> WHAT THE TASK ASKS:
Could you reproduce the BRACoD page below word for word, from its title through the last line of code, and leave out the data that follows it?

─── PAGE EXCERPT

# BRACoD: Bayesian Regression Analysis of Compositional Data
### Installation
Installation in python:
pip install BRACoD
There is also an R interface, which depends on the python version being installed. There is a helper function that will do it for you, but it might be easier to do it with pip. You can install via CRAN.
Or you can install via github.
### Python Walkthrough
1. Simulate some data and normalize it
import BRACoD
import numpy as np
sim_counts, sim_y, contributions = BRACoD.simulate_microbiome_counts(BRACoD.df_counts_obesity)
sim_relab = BRACoD.scale_counts(sim_counts)
2. Run BRACoD
trace = BRACoD.run_bracod(sim_relab, sim_y, n_sample = 1000, n_burn=1000, njobs=4)

──────
─── EXCERPTED RECORDS

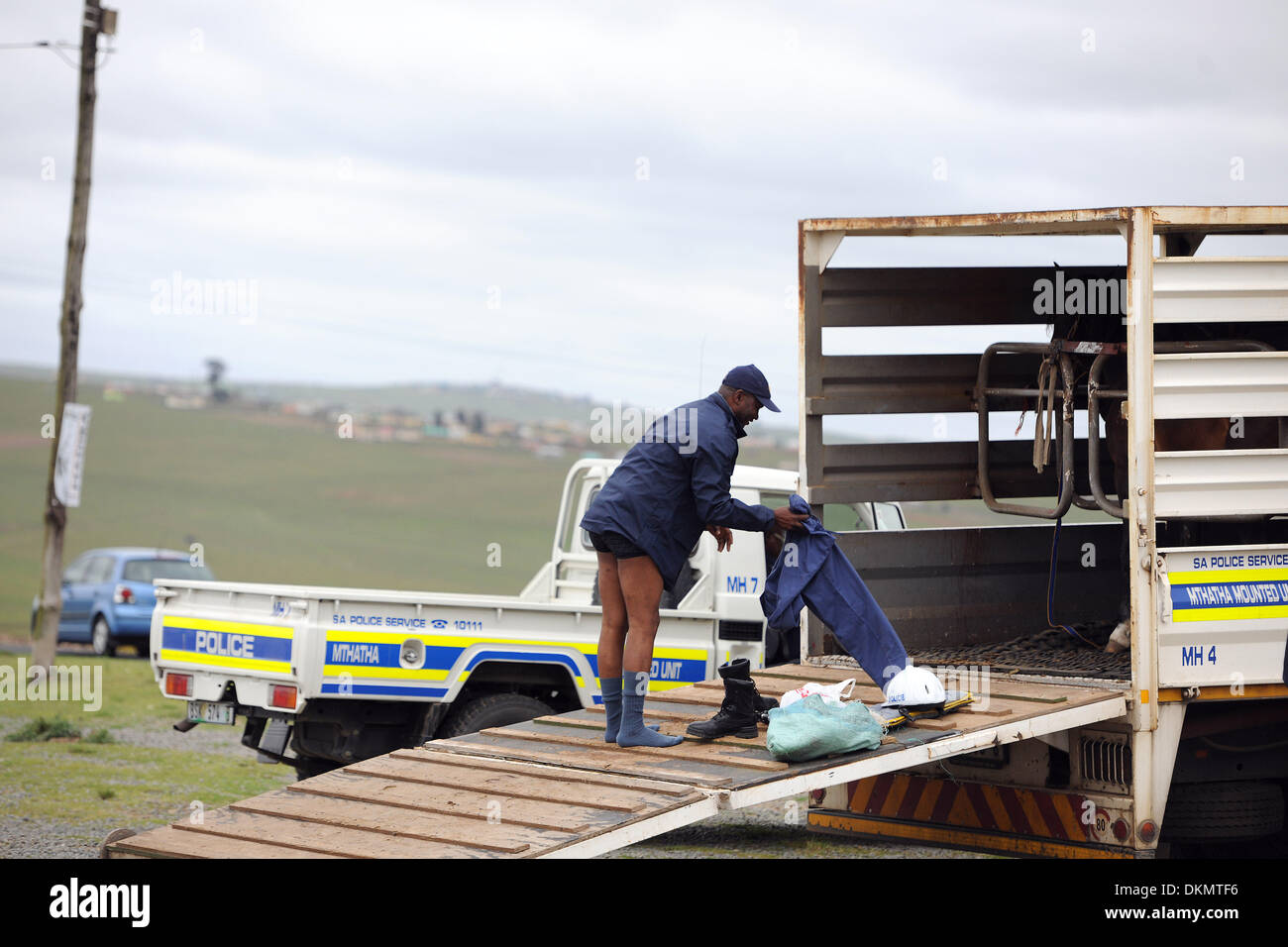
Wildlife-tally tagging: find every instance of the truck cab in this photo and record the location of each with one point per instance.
(331, 676)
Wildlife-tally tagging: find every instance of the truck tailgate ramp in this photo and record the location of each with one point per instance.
(552, 788)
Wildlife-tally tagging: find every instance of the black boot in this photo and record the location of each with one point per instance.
(737, 715)
(741, 669)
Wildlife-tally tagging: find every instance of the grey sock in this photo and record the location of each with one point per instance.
(612, 690)
(631, 731)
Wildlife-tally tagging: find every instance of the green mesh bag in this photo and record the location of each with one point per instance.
(810, 728)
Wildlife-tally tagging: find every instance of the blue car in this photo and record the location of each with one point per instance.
(108, 595)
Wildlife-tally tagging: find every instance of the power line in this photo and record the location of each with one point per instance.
(56, 47)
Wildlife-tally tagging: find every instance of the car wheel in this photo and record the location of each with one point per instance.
(492, 710)
(101, 639)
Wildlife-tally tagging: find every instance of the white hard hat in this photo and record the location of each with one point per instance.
(914, 686)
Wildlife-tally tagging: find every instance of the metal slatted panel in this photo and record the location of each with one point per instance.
(1222, 384)
(1220, 483)
(941, 295)
(1220, 290)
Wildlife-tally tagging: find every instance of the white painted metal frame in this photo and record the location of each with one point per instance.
(1140, 510)
(914, 755)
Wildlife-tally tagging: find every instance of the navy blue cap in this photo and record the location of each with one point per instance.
(750, 379)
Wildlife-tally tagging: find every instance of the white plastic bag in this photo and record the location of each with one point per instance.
(832, 694)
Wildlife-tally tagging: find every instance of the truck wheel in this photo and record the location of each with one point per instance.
(493, 710)
(308, 767)
(101, 639)
(1207, 812)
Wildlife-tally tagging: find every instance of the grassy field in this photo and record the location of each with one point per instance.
(128, 770)
(273, 501)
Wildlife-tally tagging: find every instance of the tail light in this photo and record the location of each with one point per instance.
(178, 684)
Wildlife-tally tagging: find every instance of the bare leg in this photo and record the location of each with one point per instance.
(642, 589)
(612, 628)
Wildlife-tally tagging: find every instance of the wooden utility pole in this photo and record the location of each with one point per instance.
(46, 629)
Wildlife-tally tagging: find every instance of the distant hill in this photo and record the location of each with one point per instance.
(496, 401)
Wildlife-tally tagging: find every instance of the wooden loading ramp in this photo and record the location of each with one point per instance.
(552, 788)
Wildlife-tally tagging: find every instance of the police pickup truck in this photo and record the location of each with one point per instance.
(327, 677)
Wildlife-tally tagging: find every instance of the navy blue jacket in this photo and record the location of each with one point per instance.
(674, 482)
(812, 573)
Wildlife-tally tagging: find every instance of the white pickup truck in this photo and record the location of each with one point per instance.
(344, 674)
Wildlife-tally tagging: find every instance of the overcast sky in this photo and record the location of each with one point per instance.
(597, 198)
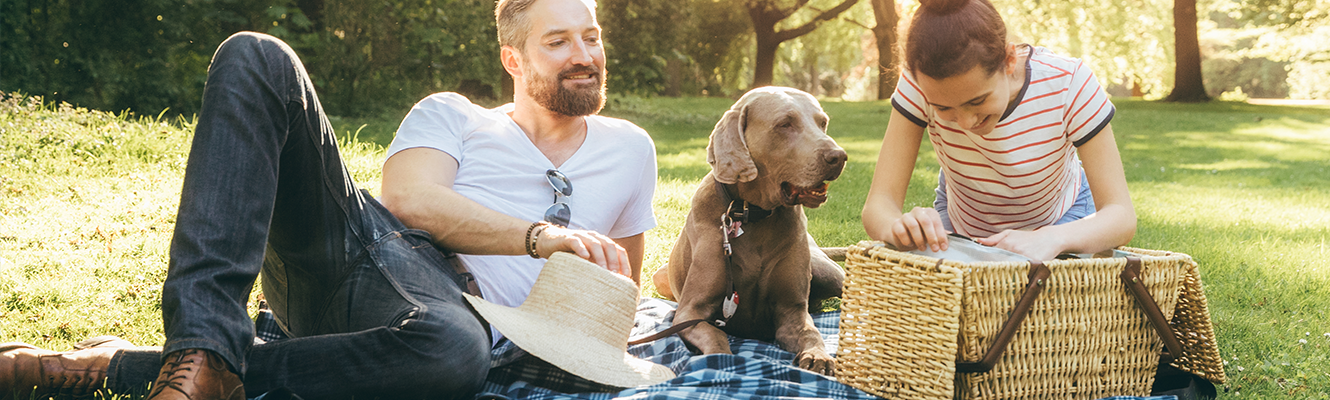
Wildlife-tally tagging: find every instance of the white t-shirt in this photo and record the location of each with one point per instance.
(613, 178)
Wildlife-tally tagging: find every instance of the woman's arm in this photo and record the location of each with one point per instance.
(1113, 222)
(883, 217)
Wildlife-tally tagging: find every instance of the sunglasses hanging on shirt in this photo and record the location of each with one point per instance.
(559, 213)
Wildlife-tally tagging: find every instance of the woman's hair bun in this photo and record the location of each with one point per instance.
(942, 7)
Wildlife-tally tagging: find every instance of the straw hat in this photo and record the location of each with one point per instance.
(577, 318)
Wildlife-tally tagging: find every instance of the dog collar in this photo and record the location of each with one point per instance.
(738, 209)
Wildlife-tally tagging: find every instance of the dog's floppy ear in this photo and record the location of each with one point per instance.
(728, 152)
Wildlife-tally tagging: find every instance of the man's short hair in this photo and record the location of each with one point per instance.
(514, 21)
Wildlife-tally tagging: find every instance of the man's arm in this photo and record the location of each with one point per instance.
(418, 190)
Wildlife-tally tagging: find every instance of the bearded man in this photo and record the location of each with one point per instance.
(371, 291)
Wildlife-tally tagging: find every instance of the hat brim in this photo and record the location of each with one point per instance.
(571, 350)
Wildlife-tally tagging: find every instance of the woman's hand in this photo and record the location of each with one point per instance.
(1038, 245)
(918, 229)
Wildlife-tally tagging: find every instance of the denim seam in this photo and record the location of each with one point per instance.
(378, 265)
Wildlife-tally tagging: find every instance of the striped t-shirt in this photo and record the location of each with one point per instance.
(1023, 174)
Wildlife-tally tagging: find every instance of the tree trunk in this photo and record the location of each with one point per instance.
(673, 76)
(885, 35)
(1188, 85)
(764, 28)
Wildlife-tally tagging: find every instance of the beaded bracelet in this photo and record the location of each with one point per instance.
(532, 234)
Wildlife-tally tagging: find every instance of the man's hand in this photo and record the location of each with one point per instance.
(918, 229)
(1036, 245)
(588, 245)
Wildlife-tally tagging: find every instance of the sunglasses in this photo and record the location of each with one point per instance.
(559, 213)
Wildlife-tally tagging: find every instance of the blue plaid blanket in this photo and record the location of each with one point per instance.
(757, 370)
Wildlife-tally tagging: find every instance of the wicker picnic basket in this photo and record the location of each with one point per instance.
(918, 327)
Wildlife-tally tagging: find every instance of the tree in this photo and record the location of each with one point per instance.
(1116, 39)
(765, 15)
(885, 32)
(1188, 85)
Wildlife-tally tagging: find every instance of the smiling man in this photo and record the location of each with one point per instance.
(373, 291)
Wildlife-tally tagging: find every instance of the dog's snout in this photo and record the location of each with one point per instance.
(834, 157)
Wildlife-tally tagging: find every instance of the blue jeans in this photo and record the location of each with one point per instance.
(374, 308)
(1083, 206)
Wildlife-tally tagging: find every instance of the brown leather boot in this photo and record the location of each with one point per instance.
(29, 372)
(196, 374)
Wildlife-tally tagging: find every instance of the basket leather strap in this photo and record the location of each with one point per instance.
(1131, 277)
(1038, 277)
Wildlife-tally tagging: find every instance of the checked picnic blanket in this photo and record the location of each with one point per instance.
(757, 370)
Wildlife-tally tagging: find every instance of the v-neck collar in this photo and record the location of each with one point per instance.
(531, 146)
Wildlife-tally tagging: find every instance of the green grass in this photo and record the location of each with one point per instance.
(89, 201)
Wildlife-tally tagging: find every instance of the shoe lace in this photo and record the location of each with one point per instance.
(173, 374)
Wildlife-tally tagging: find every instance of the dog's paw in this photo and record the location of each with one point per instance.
(815, 360)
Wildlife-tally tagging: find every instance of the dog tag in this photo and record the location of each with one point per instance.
(730, 304)
(736, 229)
(725, 241)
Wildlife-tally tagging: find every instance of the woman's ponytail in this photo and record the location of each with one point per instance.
(950, 37)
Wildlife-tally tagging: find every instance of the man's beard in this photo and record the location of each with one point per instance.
(551, 93)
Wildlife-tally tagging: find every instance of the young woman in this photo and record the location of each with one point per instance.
(1023, 136)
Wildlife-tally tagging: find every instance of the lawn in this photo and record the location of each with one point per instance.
(89, 201)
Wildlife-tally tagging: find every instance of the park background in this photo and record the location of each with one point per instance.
(99, 102)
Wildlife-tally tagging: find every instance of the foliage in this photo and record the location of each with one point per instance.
(1119, 40)
(831, 60)
(700, 51)
(1289, 35)
(152, 55)
(145, 55)
(369, 56)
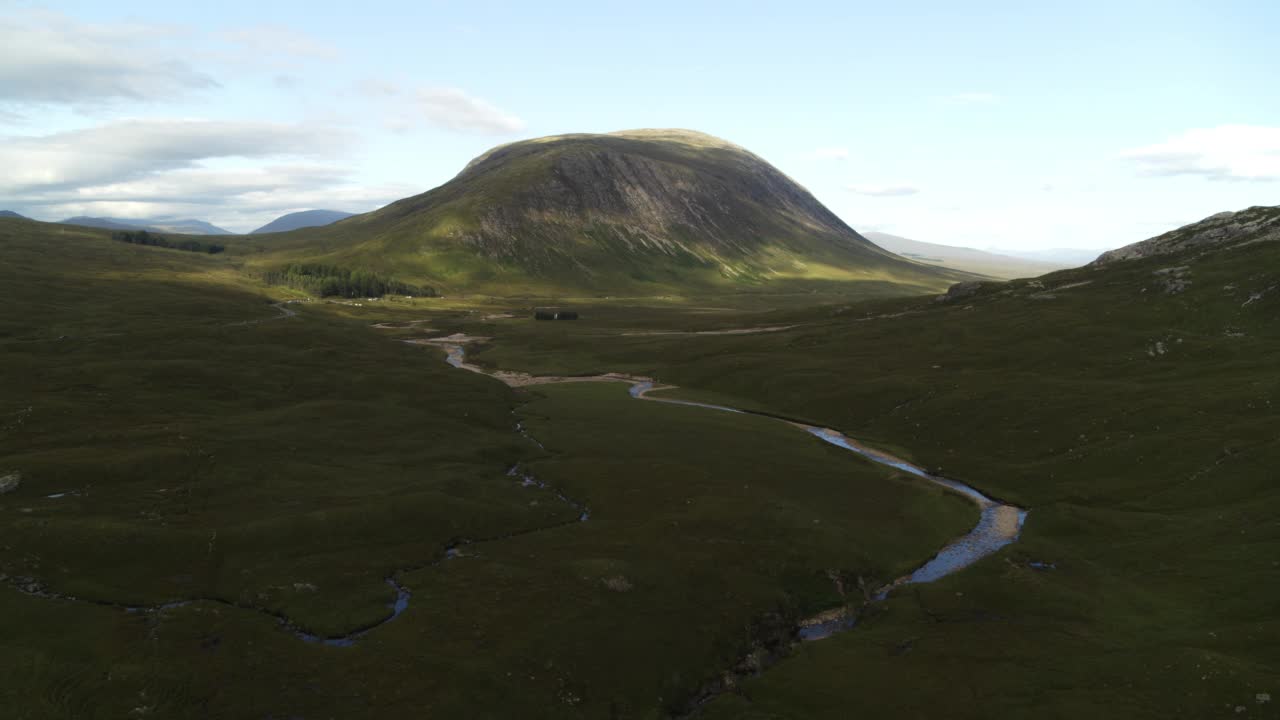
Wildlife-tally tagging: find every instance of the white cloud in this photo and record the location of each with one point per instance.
(883, 190)
(831, 153)
(238, 199)
(452, 109)
(1224, 153)
(132, 149)
(970, 98)
(278, 40)
(374, 87)
(46, 58)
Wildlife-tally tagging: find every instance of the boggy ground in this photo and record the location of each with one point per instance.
(1137, 419)
(284, 468)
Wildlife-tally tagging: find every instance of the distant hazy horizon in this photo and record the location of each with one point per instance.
(995, 126)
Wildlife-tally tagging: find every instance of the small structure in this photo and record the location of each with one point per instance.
(553, 314)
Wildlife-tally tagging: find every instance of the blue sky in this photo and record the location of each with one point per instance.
(990, 124)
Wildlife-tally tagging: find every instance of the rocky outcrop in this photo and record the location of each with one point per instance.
(960, 291)
(1225, 229)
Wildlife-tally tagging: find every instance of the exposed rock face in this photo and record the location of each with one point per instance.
(618, 201)
(1256, 224)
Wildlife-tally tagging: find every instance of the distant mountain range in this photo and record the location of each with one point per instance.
(302, 219)
(154, 224)
(967, 259)
(1064, 256)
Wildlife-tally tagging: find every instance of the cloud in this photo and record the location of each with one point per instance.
(831, 153)
(278, 40)
(46, 58)
(234, 199)
(452, 109)
(374, 87)
(970, 98)
(132, 149)
(883, 190)
(1224, 153)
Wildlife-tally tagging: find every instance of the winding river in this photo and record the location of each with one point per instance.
(999, 524)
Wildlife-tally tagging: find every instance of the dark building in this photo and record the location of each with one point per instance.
(551, 314)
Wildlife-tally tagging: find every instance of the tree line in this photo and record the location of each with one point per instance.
(152, 240)
(328, 281)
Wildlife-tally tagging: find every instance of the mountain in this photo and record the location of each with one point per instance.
(302, 219)
(649, 212)
(1224, 229)
(967, 259)
(182, 227)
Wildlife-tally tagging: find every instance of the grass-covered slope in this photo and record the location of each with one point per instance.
(631, 213)
(178, 438)
(1130, 406)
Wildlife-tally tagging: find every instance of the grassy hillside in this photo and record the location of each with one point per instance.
(182, 440)
(640, 213)
(1130, 408)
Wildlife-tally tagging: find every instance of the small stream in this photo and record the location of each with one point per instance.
(999, 524)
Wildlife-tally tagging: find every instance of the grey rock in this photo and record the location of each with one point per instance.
(1224, 229)
(960, 291)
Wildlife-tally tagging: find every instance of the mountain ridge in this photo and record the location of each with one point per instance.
(302, 219)
(645, 212)
(1258, 223)
(154, 224)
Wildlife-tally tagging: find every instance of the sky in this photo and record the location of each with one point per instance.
(1015, 126)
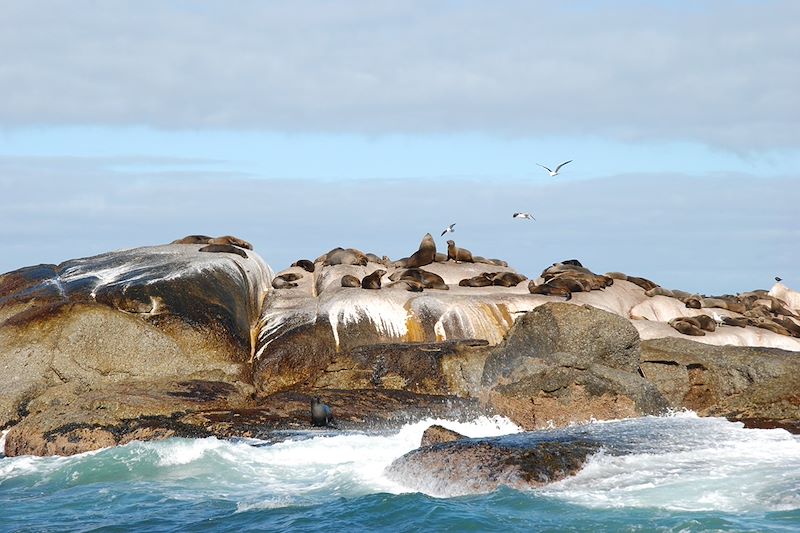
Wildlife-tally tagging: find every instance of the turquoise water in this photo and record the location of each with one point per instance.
(678, 473)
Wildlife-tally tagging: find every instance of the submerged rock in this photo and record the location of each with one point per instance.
(474, 466)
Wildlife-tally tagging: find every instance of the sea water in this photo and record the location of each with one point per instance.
(673, 473)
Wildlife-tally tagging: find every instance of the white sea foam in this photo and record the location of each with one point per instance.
(694, 464)
(681, 462)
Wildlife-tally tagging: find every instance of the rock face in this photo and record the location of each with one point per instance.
(742, 383)
(563, 364)
(93, 342)
(473, 466)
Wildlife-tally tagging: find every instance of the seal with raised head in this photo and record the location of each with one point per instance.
(348, 280)
(305, 264)
(193, 239)
(321, 414)
(458, 254)
(233, 241)
(373, 281)
(224, 248)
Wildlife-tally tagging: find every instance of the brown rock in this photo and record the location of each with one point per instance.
(437, 434)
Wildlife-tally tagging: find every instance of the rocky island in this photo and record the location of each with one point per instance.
(200, 337)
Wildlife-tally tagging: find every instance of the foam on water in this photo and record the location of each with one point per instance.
(677, 463)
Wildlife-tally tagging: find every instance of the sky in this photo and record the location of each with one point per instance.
(308, 125)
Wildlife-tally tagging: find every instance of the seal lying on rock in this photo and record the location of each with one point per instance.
(428, 280)
(233, 241)
(348, 280)
(687, 326)
(425, 255)
(342, 256)
(305, 264)
(551, 288)
(373, 281)
(193, 239)
(224, 248)
(459, 255)
(508, 279)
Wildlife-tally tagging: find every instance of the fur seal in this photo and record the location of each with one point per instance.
(348, 280)
(342, 256)
(193, 239)
(425, 255)
(644, 283)
(508, 279)
(459, 255)
(231, 240)
(481, 280)
(429, 280)
(291, 276)
(305, 264)
(408, 284)
(732, 321)
(373, 281)
(686, 327)
(281, 283)
(549, 290)
(225, 248)
(321, 414)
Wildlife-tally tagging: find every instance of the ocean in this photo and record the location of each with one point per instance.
(673, 473)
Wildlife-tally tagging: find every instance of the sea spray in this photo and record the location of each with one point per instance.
(677, 472)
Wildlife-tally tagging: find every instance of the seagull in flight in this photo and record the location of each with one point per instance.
(555, 172)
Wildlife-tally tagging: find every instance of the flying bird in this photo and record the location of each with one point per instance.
(555, 172)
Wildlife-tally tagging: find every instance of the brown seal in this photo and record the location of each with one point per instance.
(429, 280)
(458, 254)
(193, 239)
(425, 255)
(481, 280)
(305, 264)
(373, 281)
(348, 280)
(224, 248)
(549, 290)
(231, 240)
(344, 256)
(282, 283)
(687, 327)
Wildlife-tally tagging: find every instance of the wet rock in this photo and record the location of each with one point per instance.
(474, 466)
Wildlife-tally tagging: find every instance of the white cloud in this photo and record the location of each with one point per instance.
(713, 235)
(718, 72)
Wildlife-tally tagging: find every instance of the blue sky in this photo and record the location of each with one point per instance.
(310, 125)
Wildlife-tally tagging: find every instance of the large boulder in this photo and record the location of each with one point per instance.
(563, 364)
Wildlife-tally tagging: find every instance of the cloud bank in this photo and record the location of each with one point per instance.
(717, 72)
(717, 235)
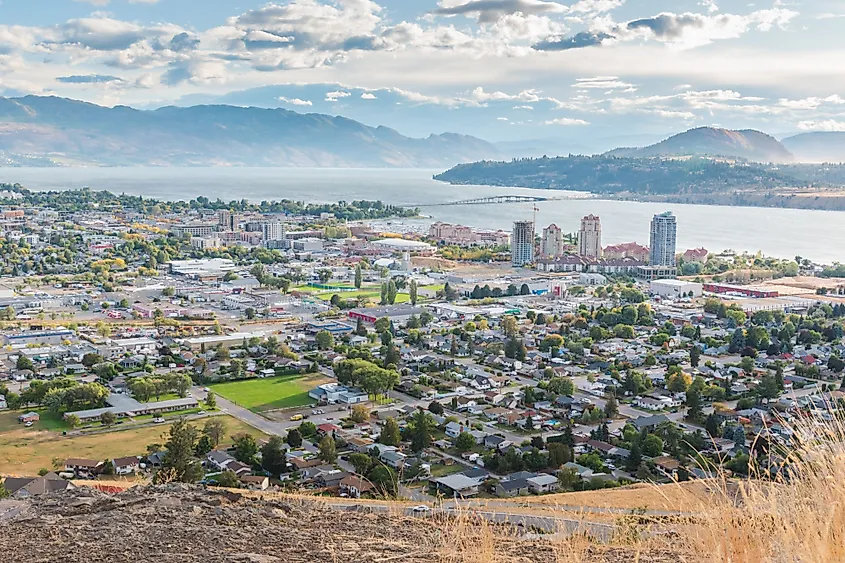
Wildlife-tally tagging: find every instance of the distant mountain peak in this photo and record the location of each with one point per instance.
(69, 132)
(747, 144)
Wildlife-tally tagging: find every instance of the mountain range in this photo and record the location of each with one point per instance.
(51, 131)
(57, 131)
(709, 141)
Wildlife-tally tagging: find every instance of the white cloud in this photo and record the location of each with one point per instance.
(336, 95)
(827, 125)
(567, 121)
(295, 101)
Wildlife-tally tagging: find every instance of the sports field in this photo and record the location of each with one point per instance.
(24, 451)
(260, 395)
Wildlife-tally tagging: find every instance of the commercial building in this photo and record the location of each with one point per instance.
(663, 240)
(194, 229)
(461, 235)
(522, 243)
(589, 237)
(227, 220)
(398, 314)
(584, 264)
(745, 291)
(201, 269)
(633, 250)
(124, 405)
(675, 289)
(552, 242)
(32, 338)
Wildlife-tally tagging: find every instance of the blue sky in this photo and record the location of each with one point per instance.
(585, 72)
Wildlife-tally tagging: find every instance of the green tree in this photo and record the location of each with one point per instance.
(229, 480)
(108, 418)
(391, 292)
(385, 480)
(412, 292)
(246, 448)
(652, 445)
(359, 276)
(325, 340)
(611, 407)
(273, 456)
(390, 434)
(361, 462)
(695, 356)
(464, 442)
(180, 463)
(307, 429)
(294, 438)
(328, 449)
(420, 429)
(204, 446)
(561, 386)
(24, 363)
(635, 458)
(215, 429)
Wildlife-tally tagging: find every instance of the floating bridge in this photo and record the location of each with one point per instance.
(491, 200)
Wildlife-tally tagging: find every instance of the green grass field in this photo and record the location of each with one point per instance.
(23, 451)
(271, 393)
(374, 295)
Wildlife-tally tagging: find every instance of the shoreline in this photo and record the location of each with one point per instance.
(805, 200)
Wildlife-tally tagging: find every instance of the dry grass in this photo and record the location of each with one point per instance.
(662, 497)
(798, 517)
(24, 453)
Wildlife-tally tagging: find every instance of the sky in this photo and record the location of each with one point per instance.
(581, 71)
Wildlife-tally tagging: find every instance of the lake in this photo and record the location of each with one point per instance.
(819, 235)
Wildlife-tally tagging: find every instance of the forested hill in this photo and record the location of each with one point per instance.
(50, 131)
(605, 174)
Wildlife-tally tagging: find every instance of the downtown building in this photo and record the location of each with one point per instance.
(522, 243)
(589, 237)
(663, 243)
(552, 242)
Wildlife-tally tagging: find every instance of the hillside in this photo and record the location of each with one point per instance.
(822, 146)
(182, 524)
(709, 141)
(612, 175)
(39, 131)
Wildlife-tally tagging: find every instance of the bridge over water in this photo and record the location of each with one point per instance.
(491, 200)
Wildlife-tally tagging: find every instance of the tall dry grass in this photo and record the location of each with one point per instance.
(793, 513)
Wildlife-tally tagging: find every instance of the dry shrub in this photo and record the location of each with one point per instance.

──────

> YOUR SOLUTION:
# BRACoD: Bayesian Regression Analysis of Compositional Data
### Installation
Installation in python:
pip install BRACoD
There is also an R interface, which depends on the python version being installed. There is a helper function that will do it for you, but it might be easier to do it with pip. You can install via CRAN.
Or you can install via github.
### Python Walkthrough
1. Simulate some data and normalize it
import BRACoD
import numpy as np
sim_counts, sim_y, contributions = BRACoD.simulate_microbiome_counts(BRACoD.df_counts_obesity)
sim_relab = BRACoD.scale_counts(sim_counts)
2. Run BRACoD
trace = BRACoD.run_bracod(sim_relab, sim_y, n_sample = 1000, n_burn=1000, njobs=4)